STATED GOAL >> Retype each line of the items below without changing anything, and leave out the pictures.
::: DATASET CONTENT
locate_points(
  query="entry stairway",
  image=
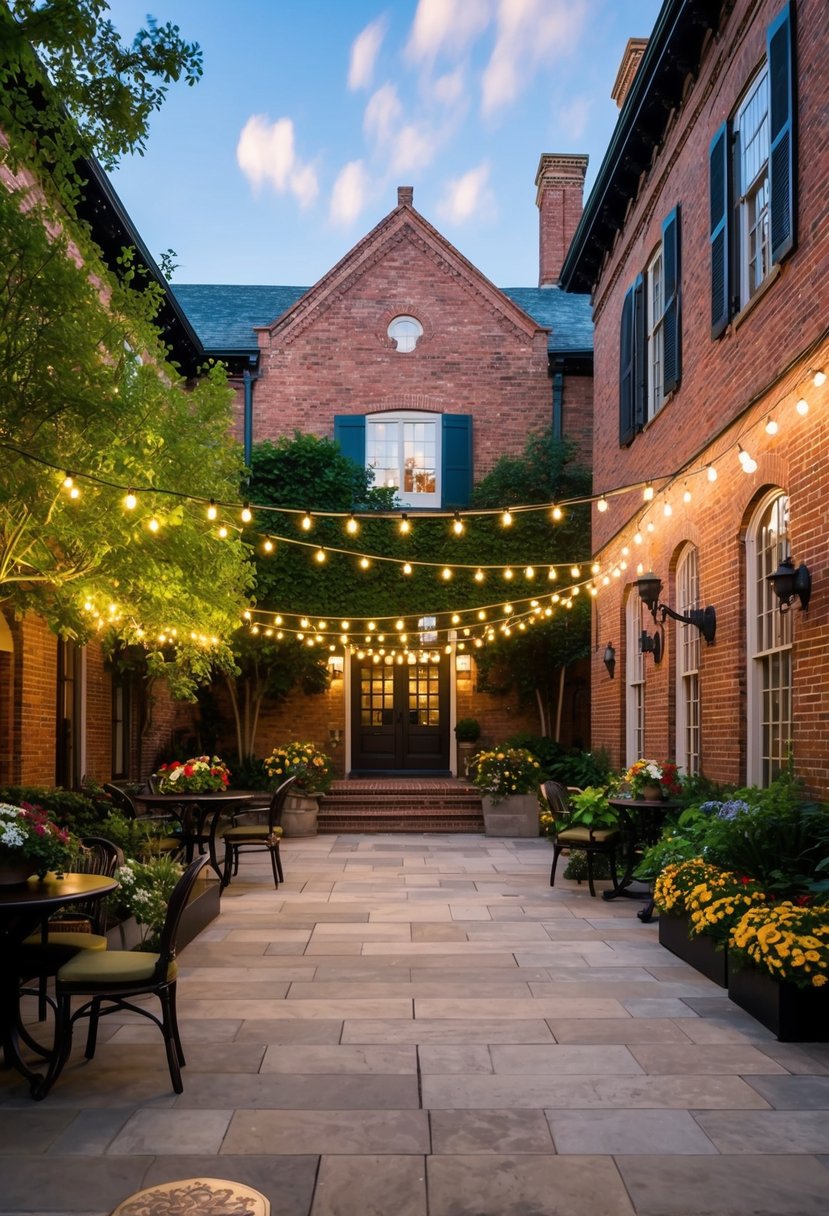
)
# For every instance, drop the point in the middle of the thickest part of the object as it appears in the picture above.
(401, 804)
::::::
RESPONSE TO THE EXERCISE >>
locate_points(
  query="entry stairway",
  image=
)
# For every instance, drop the point in the middle of the thickest part of the object as it appears in the picture above.
(401, 804)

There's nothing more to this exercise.